Pointing dataset records
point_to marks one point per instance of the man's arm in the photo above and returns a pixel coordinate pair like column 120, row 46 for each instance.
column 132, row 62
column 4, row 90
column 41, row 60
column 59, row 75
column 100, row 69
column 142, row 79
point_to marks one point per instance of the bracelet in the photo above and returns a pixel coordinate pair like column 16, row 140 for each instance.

# Your instructions
Present every one of the entries above as a numbered list, leaving out any blank lines.

# Result of this exercise
1. point_to marks one point per instance of the man's arm in the photo above and returns a pixel coordinate pair like column 120, row 46 for each instance.
2. column 132, row 62
3. column 4, row 90
4. column 41, row 60
5. column 59, row 75
6. column 100, row 69
7. column 142, row 79
8. point_to marks one point per instance of the bracelet in the photo above and returns a pixel coordinate pair like column 16, row 140 for each instance.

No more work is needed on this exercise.